Segmentation dataset records
● ● ● ● ●

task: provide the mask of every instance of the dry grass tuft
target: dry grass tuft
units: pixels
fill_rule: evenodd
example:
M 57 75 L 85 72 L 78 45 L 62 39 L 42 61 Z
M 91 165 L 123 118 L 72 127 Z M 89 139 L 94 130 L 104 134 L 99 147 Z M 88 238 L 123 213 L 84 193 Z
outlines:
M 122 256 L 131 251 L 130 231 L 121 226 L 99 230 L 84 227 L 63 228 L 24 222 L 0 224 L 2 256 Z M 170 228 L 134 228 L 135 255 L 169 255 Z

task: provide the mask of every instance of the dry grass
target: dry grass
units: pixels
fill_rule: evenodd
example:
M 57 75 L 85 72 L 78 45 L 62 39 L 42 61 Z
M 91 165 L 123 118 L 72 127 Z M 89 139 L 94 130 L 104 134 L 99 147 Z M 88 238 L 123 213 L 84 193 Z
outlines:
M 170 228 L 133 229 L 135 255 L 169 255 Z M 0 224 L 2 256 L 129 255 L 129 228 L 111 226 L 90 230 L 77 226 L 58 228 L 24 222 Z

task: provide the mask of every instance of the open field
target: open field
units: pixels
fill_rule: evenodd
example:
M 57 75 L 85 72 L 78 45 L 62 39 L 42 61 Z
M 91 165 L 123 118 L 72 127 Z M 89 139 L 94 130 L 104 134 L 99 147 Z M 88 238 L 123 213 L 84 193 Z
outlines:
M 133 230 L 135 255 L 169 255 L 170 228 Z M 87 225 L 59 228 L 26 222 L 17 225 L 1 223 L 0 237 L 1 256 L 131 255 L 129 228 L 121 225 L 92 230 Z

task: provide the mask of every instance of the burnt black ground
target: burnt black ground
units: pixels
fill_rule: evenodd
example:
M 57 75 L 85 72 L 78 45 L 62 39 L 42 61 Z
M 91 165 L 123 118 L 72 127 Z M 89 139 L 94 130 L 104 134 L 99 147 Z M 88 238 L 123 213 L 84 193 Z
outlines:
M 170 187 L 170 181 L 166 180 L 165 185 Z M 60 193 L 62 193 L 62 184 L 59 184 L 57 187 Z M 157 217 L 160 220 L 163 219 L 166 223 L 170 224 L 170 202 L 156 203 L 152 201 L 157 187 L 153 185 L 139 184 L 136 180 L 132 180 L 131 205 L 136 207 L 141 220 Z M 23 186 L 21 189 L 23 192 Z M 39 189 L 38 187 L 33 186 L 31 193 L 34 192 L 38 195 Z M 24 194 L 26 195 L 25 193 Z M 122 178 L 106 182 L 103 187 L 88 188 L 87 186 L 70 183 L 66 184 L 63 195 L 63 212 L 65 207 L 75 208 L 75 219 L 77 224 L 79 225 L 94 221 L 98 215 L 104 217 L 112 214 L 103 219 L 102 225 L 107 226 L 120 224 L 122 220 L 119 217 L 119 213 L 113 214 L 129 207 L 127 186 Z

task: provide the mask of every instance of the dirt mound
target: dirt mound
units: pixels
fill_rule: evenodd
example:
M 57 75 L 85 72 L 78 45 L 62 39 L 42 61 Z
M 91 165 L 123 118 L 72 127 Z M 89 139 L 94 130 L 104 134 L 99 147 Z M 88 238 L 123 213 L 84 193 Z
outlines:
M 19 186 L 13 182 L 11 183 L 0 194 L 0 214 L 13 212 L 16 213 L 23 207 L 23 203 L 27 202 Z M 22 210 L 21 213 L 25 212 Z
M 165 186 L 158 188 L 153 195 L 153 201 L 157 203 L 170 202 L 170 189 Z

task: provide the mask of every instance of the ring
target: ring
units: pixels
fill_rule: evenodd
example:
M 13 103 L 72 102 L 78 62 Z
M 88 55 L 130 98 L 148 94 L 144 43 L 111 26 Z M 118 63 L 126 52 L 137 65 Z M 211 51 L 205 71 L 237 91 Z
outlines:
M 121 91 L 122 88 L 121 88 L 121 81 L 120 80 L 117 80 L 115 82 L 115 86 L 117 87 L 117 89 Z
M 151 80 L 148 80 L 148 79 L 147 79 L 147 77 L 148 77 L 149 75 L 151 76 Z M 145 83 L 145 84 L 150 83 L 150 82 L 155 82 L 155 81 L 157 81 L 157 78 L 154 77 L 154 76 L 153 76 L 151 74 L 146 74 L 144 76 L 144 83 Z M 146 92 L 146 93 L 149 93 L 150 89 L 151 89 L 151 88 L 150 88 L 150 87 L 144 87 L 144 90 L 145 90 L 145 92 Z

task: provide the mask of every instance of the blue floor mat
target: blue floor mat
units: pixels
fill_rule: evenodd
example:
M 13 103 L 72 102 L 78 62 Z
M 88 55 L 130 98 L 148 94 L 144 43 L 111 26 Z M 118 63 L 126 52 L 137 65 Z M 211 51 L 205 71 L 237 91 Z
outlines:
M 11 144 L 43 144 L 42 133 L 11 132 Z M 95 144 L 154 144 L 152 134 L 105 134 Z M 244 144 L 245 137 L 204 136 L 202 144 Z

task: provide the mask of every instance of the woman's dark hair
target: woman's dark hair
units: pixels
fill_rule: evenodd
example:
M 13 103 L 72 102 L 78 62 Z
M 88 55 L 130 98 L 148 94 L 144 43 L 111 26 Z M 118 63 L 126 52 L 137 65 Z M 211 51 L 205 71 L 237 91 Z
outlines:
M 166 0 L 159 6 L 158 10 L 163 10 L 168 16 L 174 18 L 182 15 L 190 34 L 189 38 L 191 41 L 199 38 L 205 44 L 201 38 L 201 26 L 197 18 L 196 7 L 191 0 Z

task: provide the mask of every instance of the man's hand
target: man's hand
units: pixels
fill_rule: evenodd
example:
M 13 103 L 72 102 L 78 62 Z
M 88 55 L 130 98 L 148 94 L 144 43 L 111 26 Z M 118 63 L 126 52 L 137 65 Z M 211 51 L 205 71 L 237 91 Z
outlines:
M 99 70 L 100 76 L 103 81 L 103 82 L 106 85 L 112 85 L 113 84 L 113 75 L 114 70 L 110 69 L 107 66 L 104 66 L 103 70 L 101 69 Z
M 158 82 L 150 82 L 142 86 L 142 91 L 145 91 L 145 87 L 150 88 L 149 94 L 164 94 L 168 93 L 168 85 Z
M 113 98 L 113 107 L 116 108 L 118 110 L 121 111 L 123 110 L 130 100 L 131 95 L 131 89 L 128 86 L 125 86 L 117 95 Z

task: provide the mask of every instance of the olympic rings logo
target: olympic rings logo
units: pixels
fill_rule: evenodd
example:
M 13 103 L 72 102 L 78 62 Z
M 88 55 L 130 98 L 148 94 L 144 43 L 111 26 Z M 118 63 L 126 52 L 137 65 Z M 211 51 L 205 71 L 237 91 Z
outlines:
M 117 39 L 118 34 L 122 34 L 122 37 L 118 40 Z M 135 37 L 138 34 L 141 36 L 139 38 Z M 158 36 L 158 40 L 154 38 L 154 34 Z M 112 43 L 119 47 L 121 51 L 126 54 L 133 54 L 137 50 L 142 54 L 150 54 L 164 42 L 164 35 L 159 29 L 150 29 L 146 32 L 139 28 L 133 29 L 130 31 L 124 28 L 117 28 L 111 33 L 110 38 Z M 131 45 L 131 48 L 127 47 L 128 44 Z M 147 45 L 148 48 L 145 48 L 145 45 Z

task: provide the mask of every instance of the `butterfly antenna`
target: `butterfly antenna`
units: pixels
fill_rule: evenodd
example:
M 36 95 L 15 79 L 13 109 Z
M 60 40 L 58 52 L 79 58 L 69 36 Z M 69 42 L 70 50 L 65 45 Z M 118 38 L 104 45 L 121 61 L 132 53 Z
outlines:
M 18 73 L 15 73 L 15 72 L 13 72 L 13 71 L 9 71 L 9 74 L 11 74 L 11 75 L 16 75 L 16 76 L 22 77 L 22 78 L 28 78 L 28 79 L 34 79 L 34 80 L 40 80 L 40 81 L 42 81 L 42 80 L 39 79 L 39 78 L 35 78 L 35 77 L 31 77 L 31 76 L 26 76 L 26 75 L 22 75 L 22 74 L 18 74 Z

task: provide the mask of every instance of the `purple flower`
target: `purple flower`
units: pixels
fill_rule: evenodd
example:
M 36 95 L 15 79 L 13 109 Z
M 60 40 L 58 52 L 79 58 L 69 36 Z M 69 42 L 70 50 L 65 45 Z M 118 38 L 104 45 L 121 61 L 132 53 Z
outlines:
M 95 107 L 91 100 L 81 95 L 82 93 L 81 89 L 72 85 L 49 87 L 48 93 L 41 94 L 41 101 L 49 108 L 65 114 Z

● ● ● ● ●

Give the number of lines in the records above that contain the string "dark". Reply with that number only.

2